§ **GIVEN TASK**:
Render every line of the records below as a Markdown table with two columns, Row and Line, numbering each row and omitting blank lines.

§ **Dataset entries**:
* * *

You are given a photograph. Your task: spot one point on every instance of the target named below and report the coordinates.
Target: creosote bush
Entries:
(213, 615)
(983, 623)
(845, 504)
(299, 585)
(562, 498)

* * *

§ **RESULT BELOW**:
| Row | Line |
|---|---|
| 1 | You are given a photograph. Your task: spot one point on every instance of the target named below and report the coordinates. |
| 2 | Target: creosote bush |
| 3 | Entries: |
| 4 | (213, 615) |
| 5 | (983, 623) |
| 6 | (845, 504) |
| 7 | (299, 585) |
| 8 | (562, 498) |